=== Section Start ===
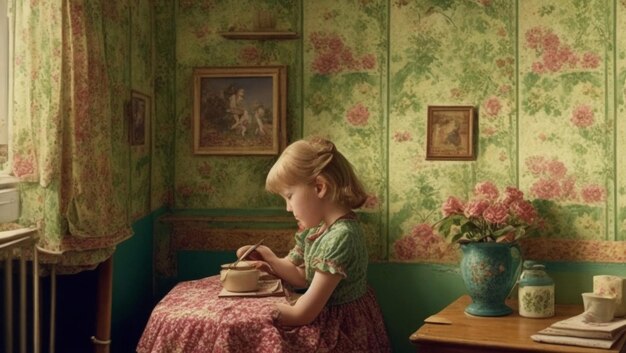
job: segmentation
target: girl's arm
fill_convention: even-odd
[[[248,247],[247,245],[239,248],[237,250],[237,257],[241,256]],[[305,288],[307,286],[304,268],[294,265],[293,262],[289,261],[287,258],[276,256],[276,254],[265,245],[256,248],[248,255],[247,259],[252,261],[264,261],[271,268],[274,275],[287,281],[296,288]]]
[[[316,271],[311,286],[298,298],[296,304],[276,304],[280,311],[278,322],[285,326],[301,326],[313,322],[342,279],[340,274]]]

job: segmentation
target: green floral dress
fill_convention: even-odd
[[[297,233],[288,259],[304,266],[309,284],[315,271],[337,273],[343,279],[315,321],[282,332],[282,347],[289,352],[391,352],[376,295],[367,285],[369,258],[356,214],[338,219],[322,234],[319,229]]]
[[[363,296],[367,289],[368,256],[356,216],[340,218],[323,234],[317,234],[318,230],[319,227],[309,228],[296,234],[296,245],[289,252],[291,262],[304,266],[309,285],[315,271],[343,276],[328,300],[329,305]]]

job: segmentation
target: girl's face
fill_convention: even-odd
[[[287,212],[292,212],[298,227],[315,227],[323,219],[323,193],[319,184],[298,184],[290,186],[281,193],[287,203]]]

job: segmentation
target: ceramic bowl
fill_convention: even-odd
[[[261,272],[246,261],[222,265],[220,280],[222,286],[229,292],[253,292],[259,288]]]

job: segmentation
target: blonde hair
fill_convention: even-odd
[[[367,194],[352,164],[335,144],[320,137],[287,146],[267,174],[265,189],[280,194],[289,186],[313,183],[318,176],[326,181],[332,201],[351,209],[365,203]]]

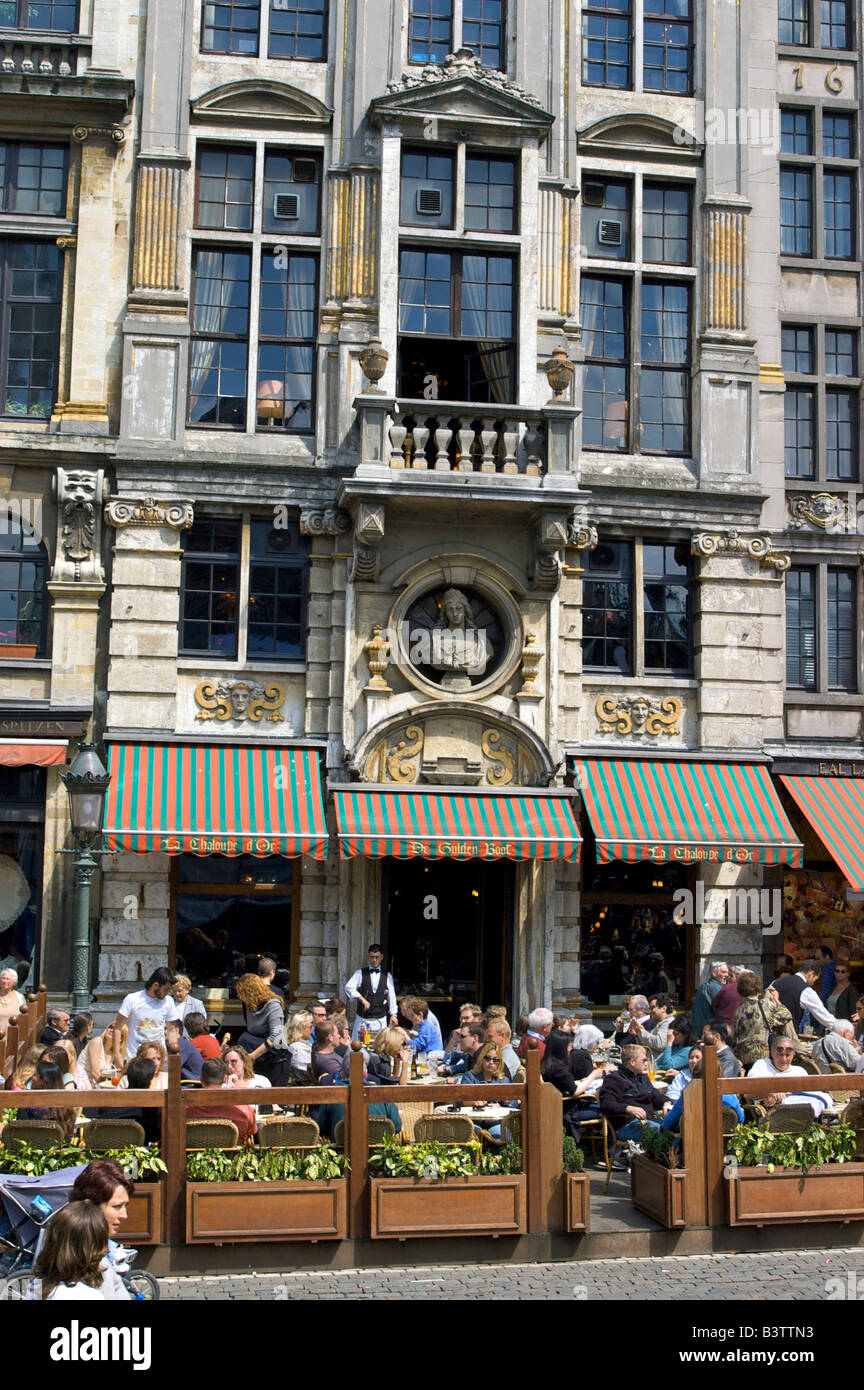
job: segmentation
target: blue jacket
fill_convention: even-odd
[[[408,1039],[408,1046],[415,1052],[443,1052],[444,1044],[441,1041],[441,1029],[431,1017],[424,1018],[420,1027],[417,1029],[416,1038]]]
[[[741,1104],[740,1104],[740,1102],[739,1102],[739,1100],[738,1100],[738,1097],[737,1097],[737,1096],[724,1096],[724,1097],[723,1097],[723,1104],[724,1104],[724,1105],[728,1105],[730,1110],[734,1110],[734,1111],[735,1111],[735,1115],[736,1115],[736,1118],[737,1118],[737,1120],[738,1120],[739,1125],[743,1125],[746,1117],[745,1117],[745,1115],[744,1115],[744,1111],[741,1109]],[[663,1128],[664,1128],[664,1129],[677,1129],[678,1126],[679,1126],[679,1124],[681,1123],[681,1114],[682,1114],[683,1110],[684,1110],[684,1096],[683,1096],[683,1094],[682,1094],[682,1095],[680,1095],[680,1096],[678,1097],[678,1099],[676,1100],[675,1104],[672,1106],[672,1109],[669,1111],[669,1114],[664,1118],[664,1120],[663,1120]]]

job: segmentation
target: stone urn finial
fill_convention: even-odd
[[[576,370],[575,364],[567,356],[567,349],[557,347],[543,370],[549,385],[552,387],[553,400],[560,400],[573,380],[573,373]]]
[[[369,387],[370,395],[382,394],[378,382],[386,372],[389,361],[390,354],[381,339],[370,338],[360,354],[360,366],[363,368],[366,379],[372,383]]]

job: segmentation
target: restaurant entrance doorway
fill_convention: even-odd
[[[444,1030],[469,1002],[512,1017],[514,901],[509,860],[385,859],[381,935],[397,993],[428,999]]]

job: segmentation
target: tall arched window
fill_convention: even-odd
[[[0,515],[0,660],[3,647],[35,647],[48,638],[48,553],[38,536]]]

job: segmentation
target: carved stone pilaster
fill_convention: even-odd
[[[76,125],[72,130],[72,139],[76,145],[83,145],[87,140],[108,140],[114,149],[119,149],[126,144],[126,131],[122,125]]]
[[[381,572],[381,556],[374,546],[355,545],[350,578],[354,583],[374,584]]]
[[[384,539],[386,516],[379,502],[361,502],[354,522],[354,560],[351,579],[374,583],[381,569],[378,547]]]
[[[95,472],[84,468],[57,469],[57,551],[52,582],[105,583],[99,511],[104,492],[105,474],[101,468]]]
[[[139,156],[132,254],[132,297],[136,301],[148,299],[151,292],[180,294],[183,182],[188,163],[178,157]]]
[[[597,527],[584,517],[574,516],[567,527],[567,544],[574,550],[596,550],[598,542]]]
[[[341,507],[305,507],[300,513],[301,536],[341,536],[350,525]]]
[[[359,317],[373,318],[378,293],[377,172],[361,168],[331,173],[328,201],[328,303],[349,303]]]
[[[188,531],[195,520],[191,502],[141,502],[112,497],[105,506],[105,520],[118,530],[124,526],[167,526],[172,531]]]
[[[544,512],[537,525],[537,553],[531,571],[535,589],[554,592],[561,582],[560,551],[567,545],[568,518],[564,512]]]
[[[760,565],[777,570],[778,573],[785,572],[792,564],[790,556],[774,549],[774,542],[770,536],[742,535],[740,531],[735,529],[717,534],[702,532],[702,534],[694,536],[691,552],[693,555],[701,555],[706,558],[715,555],[729,555],[740,556],[742,559],[758,560]]]
[[[703,223],[705,333],[747,330],[748,204],[706,203]]]
[[[855,514],[846,497],[830,492],[806,492],[787,497],[789,530],[806,531],[808,524],[833,534],[855,534]]]

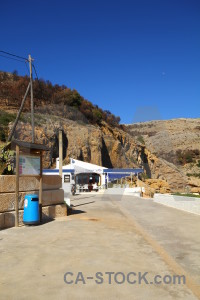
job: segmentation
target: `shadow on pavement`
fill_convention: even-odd
[[[90,202],[84,202],[84,203],[81,203],[81,204],[77,204],[77,205],[71,205],[71,207],[77,207],[77,206],[81,206],[81,205],[85,205],[85,204],[90,204],[90,203],[94,203],[95,201],[90,201]]]
[[[85,214],[86,211],[84,210],[80,210],[80,209],[68,209],[68,212],[67,212],[67,215],[70,216],[70,215],[78,215],[78,214]]]
[[[78,195],[74,195],[73,197],[76,197],[76,196],[81,196],[80,194],[78,194]],[[91,195],[91,196],[87,196],[87,197],[81,197],[81,198],[72,198],[72,200],[82,200],[82,199],[87,199],[87,198],[92,198],[92,197],[94,197],[93,195]]]

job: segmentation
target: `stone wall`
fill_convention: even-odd
[[[24,197],[39,194],[39,177],[20,177],[19,224],[23,224]],[[62,181],[58,175],[43,175],[42,218],[54,219],[67,215]],[[15,175],[0,176],[0,229],[15,226]]]

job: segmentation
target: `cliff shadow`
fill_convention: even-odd
[[[52,138],[52,140],[54,141],[54,144],[51,149],[51,158],[52,159],[56,159],[57,157],[59,157],[59,138],[58,138],[58,136],[59,136],[59,132],[56,132],[56,134]],[[62,130],[62,139],[63,139],[63,160],[64,160],[67,156],[68,138],[63,130]]]
[[[102,166],[106,168],[113,168],[109,151],[103,137],[102,137],[101,157],[102,157]]]
[[[148,178],[151,178],[151,169],[149,167],[148,158],[147,158],[147,155],[144,152],[144,148],[142,149],[141,158],[142,158],[142,161],[143,161],[144,170],[146,171],[146,174],[147,174]]]
[[[78,160],[84,161],[82,149],[80,150],[80,155],[78,156]]]

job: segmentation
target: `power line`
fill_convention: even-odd
[[[13,57],[8,57],[8,56],[2,55],[2,54],[0,54],[0,56],[1,56],[1,57],[5,57],[5,58],[8,58],[8,59],[11,59],[11,60],[19,61],[19,62],[21,62],[21,63],[25,63],[26,68],[27,68],[27,71],[28,71],[28,74],[29,74],[29,68],[28,68],[28,66],[27,66],[27,61],[19,60],[19,59],[17,59],[17,58],[13,58]]]
[[[37,78],[37,80],[38,80],[38,75],[37,75],[37,71],[36,71],[35,65],[32,64],[32,66],[33,66],[33,69],[34,69],[34,71],[35,71],[36,78]]]
[[[19,61],[19,62],[24,62],[24,61],[25,61],[26,68],[27,68],[27,70],[28,70],[28,72],[29,72],[29,69],[28,69],[28,66],[27,66],[27,62],[28,62],[28,59],[27,59],[27,58],[22,57],[22,56],[19,56],[19,55],[16,55],[16,54],[12,54],[12,53],[9,53],[9,52],[3,51],[3,50],[0,50],[0,53],[4,53],[4,54],[6,54],[6,55],[13,56],[13,57],[9,57],[9,56],[0,54],[0,56],[5,57],[5,58],[7,58],[7,59],[16,60],[16,61]],[[17,58],[14,58],[14,57],[17,57],[18,59],[17,59]],[[20,58],[20,59],[19,59],[19,58]],[[36,75],[36,78],[37,78],[37,80],[38,80],[38,75],[37,75],[37,71],[36,71],[35,65],[32,64],[32,66],[33,66],[33,68],[34,68],[35,75]]]
[[[16,55],[16,54],[12,54],[12,53],[9,53],[9,52],[6,52],[6,51],[3,51],[3,50],[0,50],[1,53],[4,53],[4,54],[7,54],[7,55],[10,55],[10,56],[14,56],[14,57],[17,57],[17,58],[20,58],[20,59],[24,59],[24,60],[27,60],[27,58],[25,57],[22,57],[22,56],[19,56],[19,55]]]
[[[0,51],[0,52],[1,52],[1,51]],[[17,59],[17,58],[8,57],[8,56],[2,55],[2,54],[0,54],[0,56],[5,57],[5,58],[7,58],[7,59],[17,60],[17,61],[20,61],[20,62],[23,62],[23,63],[24,63],[23,60],[19,60],[19,59]]]
[[[28,66],[27,66],[27,61],[25,61],[25,65],[26,65],[26,69],[27,69],[28,75],[29,75],[29,68],[28,68]]]

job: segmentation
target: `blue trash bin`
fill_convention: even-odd
[[[29,194],[25,196],[23,223],[27,225],[40,223],[38,195]]]

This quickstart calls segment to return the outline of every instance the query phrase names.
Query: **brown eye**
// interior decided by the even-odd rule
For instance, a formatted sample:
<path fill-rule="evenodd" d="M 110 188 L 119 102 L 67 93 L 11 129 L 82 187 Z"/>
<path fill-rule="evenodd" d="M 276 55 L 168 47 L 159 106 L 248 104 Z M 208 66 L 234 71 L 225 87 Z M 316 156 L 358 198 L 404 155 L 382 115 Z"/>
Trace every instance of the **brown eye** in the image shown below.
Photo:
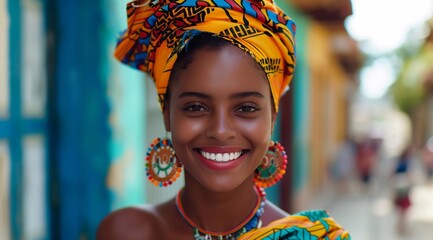
<path fill-rule="evenodd" d="M 189 104 L 183 110 L 187 112 L 204 112 L 206 111 L 206 108 L 201 104 Z"/>
<path fill-rule="evenodd" d="M 255 104 L 246 104 L 237 109 L 236 112 L 240 113 L 253 113 L 260 110 Z"/>

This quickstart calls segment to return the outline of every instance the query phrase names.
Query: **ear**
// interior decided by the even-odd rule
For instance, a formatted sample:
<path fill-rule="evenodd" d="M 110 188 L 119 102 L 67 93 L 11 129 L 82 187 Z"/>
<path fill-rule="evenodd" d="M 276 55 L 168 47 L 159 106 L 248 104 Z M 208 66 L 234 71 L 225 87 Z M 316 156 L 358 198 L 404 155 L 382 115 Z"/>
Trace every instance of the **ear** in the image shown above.
<path fill-rule="evenodd" d="M 167 132 L 171 132 L 171 125 L 170 125 L 170 101 L 166 101 L 164 105 L 164 109 L 162 110 L 162 117 L 164 118 L 164 125 L 165 130 Z"/>

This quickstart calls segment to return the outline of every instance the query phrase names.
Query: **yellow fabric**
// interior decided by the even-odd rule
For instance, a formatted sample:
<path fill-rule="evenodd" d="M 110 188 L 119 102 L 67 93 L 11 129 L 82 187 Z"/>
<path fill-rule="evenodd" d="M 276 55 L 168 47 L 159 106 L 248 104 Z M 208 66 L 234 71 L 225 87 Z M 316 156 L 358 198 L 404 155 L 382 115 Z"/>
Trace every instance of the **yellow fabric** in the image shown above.
<path fill-rule="evenodd" d="M 152 76 L 161 106 L 178 53 L 197 32 L 210 32 L 262 66 L 278 110 L 293 76 L 296 27 L 271 0 L 135 1 L 127 15 L 115 57 Z"/>
<path fill-rule="evenodd" d="M 279 219 L 241 235 L 238 240 L 327 239 L 349 240 L 349 233 L 322 210 L 310 210 Z"/>

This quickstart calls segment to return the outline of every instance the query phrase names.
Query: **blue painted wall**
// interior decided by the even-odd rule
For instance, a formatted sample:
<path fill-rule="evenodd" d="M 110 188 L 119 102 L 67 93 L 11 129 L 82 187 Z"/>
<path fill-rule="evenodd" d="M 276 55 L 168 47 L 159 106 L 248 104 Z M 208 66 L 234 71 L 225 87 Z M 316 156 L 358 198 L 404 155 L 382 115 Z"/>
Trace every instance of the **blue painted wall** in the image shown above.
<path fill-rule="evenodd" d="M 55 38 L 53 125 L 58 205 L 55 239 L 93 239 L 110 210 L 107 79 L 101 1 L 51 1 Z"/>
<path fill-rule="evenodd" d="M 107 48 L 104 73 L 110 100 L 110 181 L 111 208 L 142 204 L 145 201 L 146 84 L 145 74 L 113 57 L 117 37 L 127 28 L 126 4 L 129 0 L 103 1 L 105 19 L 103 41 Z M 150 99 L 154 101 L 155 99 Z"/>

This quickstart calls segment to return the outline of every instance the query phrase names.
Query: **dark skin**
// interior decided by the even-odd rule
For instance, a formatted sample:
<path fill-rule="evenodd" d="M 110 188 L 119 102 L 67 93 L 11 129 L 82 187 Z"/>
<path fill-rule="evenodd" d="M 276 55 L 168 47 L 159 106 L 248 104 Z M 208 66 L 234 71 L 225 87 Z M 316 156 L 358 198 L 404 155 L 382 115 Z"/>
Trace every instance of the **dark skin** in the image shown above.
<path fill-rule="evenodd" d="M 195 60 L 200 59 L 200 61 Z M 176 156 L 185 169 L 181 200 L 188 216 L 210 231 L 227 231 L 254 209 L 254 169 L 271 138 L 276 113 L 266 76 L 242 50 L 206 46 L 170 83 L 164 110 Z M 201 151 L 242 151 L 239 163 L 216 168 Z M 266 202 L 263 226 L 288 214 Z M 174 199 L 156 206 L 130 207 L 111 213 L 100 224 L 98 240 L 193 239 Z"/>

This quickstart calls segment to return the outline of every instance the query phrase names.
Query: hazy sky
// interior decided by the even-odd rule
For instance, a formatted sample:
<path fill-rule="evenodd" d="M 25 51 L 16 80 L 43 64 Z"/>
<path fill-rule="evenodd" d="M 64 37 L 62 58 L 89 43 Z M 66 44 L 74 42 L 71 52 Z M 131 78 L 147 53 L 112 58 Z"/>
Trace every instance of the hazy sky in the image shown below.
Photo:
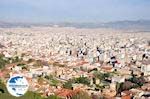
=== Section End ===
When the word "shadow" appears in a line of the listing, copy that line.

OUTPUT FOR THIS TASK ->
target: `shadow on pavement`
target: `cliff shadow`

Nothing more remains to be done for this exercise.